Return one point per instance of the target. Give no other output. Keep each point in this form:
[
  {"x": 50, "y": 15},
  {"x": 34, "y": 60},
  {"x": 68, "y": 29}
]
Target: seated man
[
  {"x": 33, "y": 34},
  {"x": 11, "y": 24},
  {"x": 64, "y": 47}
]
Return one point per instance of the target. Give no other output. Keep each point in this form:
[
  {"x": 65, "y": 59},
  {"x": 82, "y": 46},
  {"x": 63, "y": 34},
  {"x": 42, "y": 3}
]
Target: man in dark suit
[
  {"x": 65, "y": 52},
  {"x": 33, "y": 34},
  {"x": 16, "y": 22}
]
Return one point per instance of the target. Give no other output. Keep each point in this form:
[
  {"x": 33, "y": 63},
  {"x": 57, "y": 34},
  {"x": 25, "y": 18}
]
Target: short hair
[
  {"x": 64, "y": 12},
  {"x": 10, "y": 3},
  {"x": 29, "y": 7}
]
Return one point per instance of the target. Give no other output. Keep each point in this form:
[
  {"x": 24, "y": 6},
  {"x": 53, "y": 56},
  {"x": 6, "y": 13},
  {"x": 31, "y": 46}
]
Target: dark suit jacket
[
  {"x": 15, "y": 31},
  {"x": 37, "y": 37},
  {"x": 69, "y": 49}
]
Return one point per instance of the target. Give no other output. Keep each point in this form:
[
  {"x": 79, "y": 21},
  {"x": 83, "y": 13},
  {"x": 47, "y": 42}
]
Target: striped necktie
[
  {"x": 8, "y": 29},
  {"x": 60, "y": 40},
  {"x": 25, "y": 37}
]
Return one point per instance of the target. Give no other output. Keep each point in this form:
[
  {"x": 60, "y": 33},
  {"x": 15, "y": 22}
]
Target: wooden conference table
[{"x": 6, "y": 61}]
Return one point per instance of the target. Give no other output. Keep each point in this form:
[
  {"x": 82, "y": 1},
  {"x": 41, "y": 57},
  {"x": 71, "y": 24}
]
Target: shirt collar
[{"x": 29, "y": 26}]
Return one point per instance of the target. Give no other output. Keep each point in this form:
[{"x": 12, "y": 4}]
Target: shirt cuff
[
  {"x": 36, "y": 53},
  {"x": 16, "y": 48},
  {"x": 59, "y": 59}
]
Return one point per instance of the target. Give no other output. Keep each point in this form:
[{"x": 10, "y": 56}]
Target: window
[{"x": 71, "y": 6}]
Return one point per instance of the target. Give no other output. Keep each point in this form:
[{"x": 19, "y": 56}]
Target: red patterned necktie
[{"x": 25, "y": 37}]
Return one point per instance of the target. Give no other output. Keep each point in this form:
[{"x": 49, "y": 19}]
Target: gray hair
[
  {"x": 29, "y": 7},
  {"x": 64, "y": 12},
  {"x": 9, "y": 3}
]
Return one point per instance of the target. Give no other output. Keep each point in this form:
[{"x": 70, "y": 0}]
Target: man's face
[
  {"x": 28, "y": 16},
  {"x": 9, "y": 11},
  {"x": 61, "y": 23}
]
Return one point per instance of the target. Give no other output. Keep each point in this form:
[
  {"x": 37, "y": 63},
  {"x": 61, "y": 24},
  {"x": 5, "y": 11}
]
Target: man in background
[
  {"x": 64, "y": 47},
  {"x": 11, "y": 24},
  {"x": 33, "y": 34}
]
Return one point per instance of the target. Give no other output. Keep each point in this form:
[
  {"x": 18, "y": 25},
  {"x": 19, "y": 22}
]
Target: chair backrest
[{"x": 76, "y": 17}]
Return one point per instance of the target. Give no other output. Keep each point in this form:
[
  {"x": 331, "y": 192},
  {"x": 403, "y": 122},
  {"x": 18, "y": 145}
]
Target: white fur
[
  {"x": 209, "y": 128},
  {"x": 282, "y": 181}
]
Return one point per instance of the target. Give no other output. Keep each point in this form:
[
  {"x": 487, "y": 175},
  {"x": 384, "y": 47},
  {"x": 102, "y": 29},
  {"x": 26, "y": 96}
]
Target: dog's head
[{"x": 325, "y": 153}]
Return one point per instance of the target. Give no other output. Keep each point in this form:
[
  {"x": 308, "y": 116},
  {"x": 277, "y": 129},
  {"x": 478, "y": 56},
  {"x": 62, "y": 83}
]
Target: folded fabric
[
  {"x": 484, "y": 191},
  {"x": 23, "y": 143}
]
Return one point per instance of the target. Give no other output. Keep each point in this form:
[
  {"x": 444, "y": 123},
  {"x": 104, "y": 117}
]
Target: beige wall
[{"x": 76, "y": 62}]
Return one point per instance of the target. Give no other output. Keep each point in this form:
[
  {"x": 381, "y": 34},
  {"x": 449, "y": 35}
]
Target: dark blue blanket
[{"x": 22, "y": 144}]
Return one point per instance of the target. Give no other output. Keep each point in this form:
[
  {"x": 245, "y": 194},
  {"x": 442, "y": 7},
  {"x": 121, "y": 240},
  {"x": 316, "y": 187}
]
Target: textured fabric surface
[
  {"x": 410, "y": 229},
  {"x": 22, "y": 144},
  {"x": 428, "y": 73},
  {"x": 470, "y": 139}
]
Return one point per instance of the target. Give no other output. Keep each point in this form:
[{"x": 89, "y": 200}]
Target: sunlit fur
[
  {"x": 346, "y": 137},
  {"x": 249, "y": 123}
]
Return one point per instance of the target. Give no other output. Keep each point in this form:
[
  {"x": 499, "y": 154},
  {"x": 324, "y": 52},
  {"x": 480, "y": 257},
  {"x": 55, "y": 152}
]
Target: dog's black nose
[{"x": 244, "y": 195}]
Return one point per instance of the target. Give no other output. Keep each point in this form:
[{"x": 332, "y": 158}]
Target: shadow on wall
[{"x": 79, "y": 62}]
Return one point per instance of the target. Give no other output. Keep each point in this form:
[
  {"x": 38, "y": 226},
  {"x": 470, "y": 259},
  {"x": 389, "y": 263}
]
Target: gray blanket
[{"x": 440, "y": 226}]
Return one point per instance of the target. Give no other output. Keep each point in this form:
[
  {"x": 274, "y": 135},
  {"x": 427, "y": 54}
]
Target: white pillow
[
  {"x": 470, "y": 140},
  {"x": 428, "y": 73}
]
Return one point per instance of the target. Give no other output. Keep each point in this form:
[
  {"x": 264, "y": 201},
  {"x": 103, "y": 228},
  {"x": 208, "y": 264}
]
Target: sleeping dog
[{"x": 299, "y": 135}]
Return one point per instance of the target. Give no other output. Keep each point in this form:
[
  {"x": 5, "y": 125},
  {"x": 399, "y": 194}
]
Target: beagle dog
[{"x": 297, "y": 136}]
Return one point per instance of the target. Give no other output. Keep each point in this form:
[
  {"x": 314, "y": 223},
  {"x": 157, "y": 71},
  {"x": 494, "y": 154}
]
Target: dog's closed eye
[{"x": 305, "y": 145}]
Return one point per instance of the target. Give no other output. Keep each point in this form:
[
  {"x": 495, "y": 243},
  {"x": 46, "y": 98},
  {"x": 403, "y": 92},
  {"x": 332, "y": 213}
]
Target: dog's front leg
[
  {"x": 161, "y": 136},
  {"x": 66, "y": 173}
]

★ ★ ★ ★

Select every line in the rows above that contains the word "white" and copy each such line.

▶ _Solution_
Target: white fur
Target: white pillow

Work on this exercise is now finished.